▶ **TASK TO COMPLETE**: From the line with "Mark every instance of the blue tarp" to the line with "Mark every instance of the row", output every line below exactly, both ends included. Skip the pictures.

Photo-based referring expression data

[Start of Attachment]

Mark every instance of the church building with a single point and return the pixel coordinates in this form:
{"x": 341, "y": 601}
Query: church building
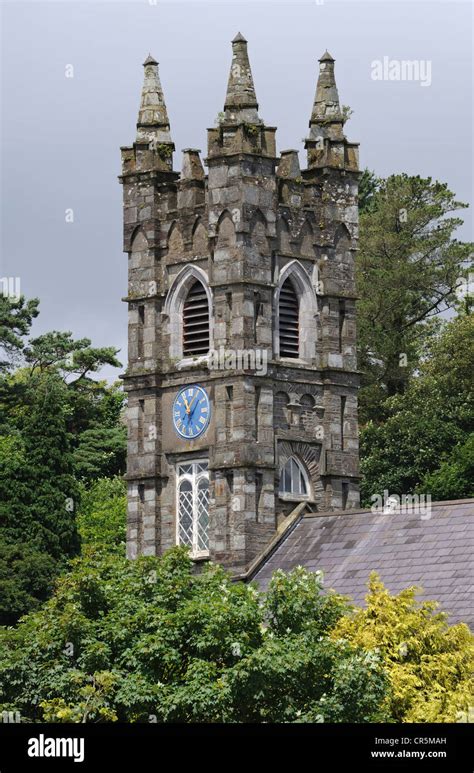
{"x": 242, "y": 377}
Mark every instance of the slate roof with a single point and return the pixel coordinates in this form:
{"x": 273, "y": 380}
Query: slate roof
{"x": 405, "y": 548}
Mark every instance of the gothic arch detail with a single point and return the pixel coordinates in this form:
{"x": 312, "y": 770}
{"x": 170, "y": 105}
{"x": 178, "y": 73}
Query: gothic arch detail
{"x": 258, "y": 233}
{"x": 225, "y": 232}
{"x": 309, "y": 456}
{"x": 175, "y": 240}
{"x": 307, "y": 311}
{"x": 174, "y": 306}
{"x": 200, "y": 244}
{"x": 138, "y": 242}
{"x": 306, "y": 241}
{"x": 283, "y": 231}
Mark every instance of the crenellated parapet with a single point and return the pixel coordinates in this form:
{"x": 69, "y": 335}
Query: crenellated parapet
{"x": 255, "y": 257}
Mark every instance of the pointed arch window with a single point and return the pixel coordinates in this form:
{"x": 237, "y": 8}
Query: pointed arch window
{"x": 293, "y": 479}
{"x": 193, "y": 507}
{"x": 288, "y": 316}
{"x": 196, "y": 321}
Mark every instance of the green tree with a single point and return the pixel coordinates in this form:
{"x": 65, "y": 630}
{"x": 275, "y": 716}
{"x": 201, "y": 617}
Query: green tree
{"x": 369, "y": 184}
{"x": 129, "y": 640}
{"x": 408, "y": 268}
{"x": 16, "y": 317}
{"x": 430, "y": 663}
{"x": 38, "y": 494}
{"x": 454, "y": 479}
{"x": 424, "y": 426}
{"x": 101, "y": 516}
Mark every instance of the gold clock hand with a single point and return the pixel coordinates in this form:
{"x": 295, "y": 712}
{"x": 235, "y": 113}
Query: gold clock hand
{"x": 190, "y": 404}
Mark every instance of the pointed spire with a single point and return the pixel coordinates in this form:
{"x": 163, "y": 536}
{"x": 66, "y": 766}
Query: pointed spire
{"x": 326, "y": 102}
{"x": 240, "y": 89}
{"x": 153, "y": 123}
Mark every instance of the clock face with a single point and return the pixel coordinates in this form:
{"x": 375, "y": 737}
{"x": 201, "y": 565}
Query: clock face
{"x": 191, "y": 412}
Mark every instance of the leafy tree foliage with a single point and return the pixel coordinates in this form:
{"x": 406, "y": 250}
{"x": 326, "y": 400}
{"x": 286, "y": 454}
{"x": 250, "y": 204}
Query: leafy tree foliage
{"x": 408, "y": 268}
{"x": 430, "y": 663}
{"x": 58, "y": 426}
{"x": 369, "y": 184}
{"x": 16, "y": 317}
{"x": 455, "y": 477}
{"x": 149, "y": 639}
{"x": 101, "y": 516}
{"x": 425, "y": 425}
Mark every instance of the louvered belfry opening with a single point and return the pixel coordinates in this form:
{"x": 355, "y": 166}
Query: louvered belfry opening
{"x": 196, "y": 321}
{"x": 288, "y": 312}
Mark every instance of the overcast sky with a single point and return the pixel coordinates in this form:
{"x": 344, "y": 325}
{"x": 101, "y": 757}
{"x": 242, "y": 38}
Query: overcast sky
{"x": 61, "y": 136}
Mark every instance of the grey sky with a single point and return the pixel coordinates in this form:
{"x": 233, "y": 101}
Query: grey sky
{"x": 61, "y": 137}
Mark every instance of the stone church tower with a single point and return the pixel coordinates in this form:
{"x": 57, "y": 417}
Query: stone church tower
{"x": 242, "y": 377}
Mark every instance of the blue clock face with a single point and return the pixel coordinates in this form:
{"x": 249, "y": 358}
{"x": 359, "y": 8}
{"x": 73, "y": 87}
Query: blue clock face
{"x": 191, "y": 412}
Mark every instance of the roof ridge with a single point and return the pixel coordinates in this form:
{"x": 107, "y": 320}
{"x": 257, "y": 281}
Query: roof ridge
{"x": 357, "y": 511}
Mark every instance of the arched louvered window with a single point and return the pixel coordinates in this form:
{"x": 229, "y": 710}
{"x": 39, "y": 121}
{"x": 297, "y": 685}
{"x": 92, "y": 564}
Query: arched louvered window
{"x": 288, "y": 315}
{"x": 293, "y": 479}
{"x": 193, "y": 506}
{"x": 196, "y": 321}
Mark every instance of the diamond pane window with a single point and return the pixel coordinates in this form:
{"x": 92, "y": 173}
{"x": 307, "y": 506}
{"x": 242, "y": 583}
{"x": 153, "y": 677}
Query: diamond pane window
{"x": 193, "y": 507}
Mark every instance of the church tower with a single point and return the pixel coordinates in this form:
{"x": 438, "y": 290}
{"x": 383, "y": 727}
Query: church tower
{"x": 242, "y": 379}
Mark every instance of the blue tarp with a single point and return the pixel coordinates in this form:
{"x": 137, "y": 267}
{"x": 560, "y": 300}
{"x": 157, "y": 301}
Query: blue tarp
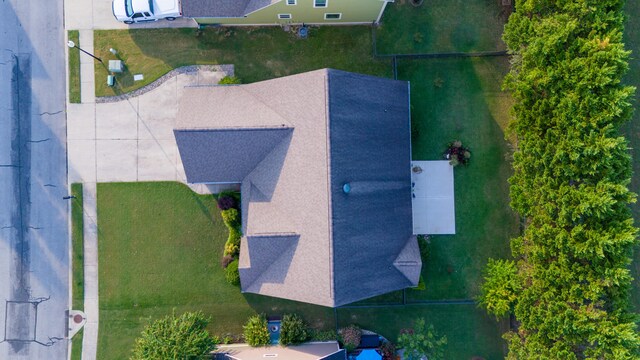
{"x": 369, "y": 354}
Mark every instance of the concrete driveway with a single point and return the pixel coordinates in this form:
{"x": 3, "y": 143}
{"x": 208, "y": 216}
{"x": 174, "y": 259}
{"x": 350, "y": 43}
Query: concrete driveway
{"x": 97, "y": 14}
{"x": 130, "y": 140}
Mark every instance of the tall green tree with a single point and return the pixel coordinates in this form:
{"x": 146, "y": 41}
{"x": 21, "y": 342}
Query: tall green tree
{"x": 256, "y": 332}
{"x": 570, "y": 183}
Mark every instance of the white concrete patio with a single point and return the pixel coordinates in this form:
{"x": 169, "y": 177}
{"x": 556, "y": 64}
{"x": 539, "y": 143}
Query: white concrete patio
{"x": 433, "y": 198}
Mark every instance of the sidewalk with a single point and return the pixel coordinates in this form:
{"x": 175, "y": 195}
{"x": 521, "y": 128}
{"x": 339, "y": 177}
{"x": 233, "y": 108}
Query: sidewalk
{"x": 125, "y": 141}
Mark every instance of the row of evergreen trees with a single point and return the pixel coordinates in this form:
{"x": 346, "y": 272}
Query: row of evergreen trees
{"x": 568, "y": 287}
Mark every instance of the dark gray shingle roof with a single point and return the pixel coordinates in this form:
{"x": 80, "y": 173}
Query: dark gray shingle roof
{"x": 370, "y": 149}
{"x": 305, "y": 239}
{"x": 225, "y": 155}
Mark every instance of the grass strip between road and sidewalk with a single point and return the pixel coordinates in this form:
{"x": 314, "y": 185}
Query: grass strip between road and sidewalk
{"x": 77, "y": 261}
{"x": 74, "y": 68}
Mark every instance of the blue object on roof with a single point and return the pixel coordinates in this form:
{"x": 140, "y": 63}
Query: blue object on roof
{"x": 369, "y": 354}
{"x": 369, "y": 341}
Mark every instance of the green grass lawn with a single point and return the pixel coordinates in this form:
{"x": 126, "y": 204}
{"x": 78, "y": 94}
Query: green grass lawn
{"x": 160, "y": 247}
{"x": 161, "y": 244}
{"x": 77, "y": 263}
{"x": 442, "y": 26}
{"x": 74, "y": 68}
{"x": 460, "y": 99}
{"x": 632, "y": 129}
{"x": 257, "y": 53}
{"x": 470, "y": 332}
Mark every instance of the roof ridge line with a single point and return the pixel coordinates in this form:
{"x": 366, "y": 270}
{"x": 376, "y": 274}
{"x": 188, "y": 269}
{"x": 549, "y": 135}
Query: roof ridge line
{"x": 273, "y": 263}
{"x": 327, "y": 130}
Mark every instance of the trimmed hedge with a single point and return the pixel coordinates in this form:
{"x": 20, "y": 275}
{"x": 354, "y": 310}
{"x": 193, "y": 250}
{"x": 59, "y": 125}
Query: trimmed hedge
{"x": 293, "y": 330}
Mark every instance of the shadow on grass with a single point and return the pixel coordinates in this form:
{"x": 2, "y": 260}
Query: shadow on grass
{"x": 257, "y": 53}
{"x": 442, "y": 26}
{"x": 460, "y": 99}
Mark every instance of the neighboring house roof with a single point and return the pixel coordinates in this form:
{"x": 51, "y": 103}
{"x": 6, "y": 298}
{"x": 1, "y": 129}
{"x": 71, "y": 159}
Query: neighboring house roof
{"x": 223, "y": 8}
{"x": 305, "y": 238}
{"x": 307, "y": 351}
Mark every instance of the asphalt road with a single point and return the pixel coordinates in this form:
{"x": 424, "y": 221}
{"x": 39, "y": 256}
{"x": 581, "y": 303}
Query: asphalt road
{"x": 34, "y": 249}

[End of Attachment]

▶ **SOLUTION**:
Mark every instance of the blue tarp with a single point and return the pixel coordinates in this form:
{"x": 137, "y": 267}
{"x": 560, "y": 300}
{"x": 157, "y": 301}
Query: blue tarp
{"x": 369, "y": 354}
Mark every instance of the concrete driveway with a single point and return the pixel coordinates in this form:
{"x": 3, "y": 143}
{"x": 208, "y": 216}
{"x": 174, "y": 259}
{"x": 350, "y": 43}
Query: concrete driveway
{"x": 97, "y": 14}
{"x": 130, "y": 140}
Mark every instance of the tall green tree with a single point and return the pixel coordinates in this form:
{"x": 146, "y": 41}
{"x": 21, "y": 342}
Query: tall green tree
{"x": 256, "y": 332}
{"x": 570, "y": 183}
Mark every instance of the white concrete patio with a single point and return the pixel coordinates in this form:
{"x": 169, "y": 177}
{"x": 556, "y": 64}
{"x": 539, "y": 143}
Query: white concrete patio
{"x": 433, "y": 198}
Mark every instance of the sidewalk with a single point and return the pixel coordinates in this form:
{"x": 175, "y": 195}
{"x": 521, "y": 128}
{"x": 339, "y": 177}
{"x": 233, "y": 108}
Query: sidewalk
{"x": 125, "y": 141}
Mark every instance of the row of evergreen trees with a single point and return the pixel coordinates in this form:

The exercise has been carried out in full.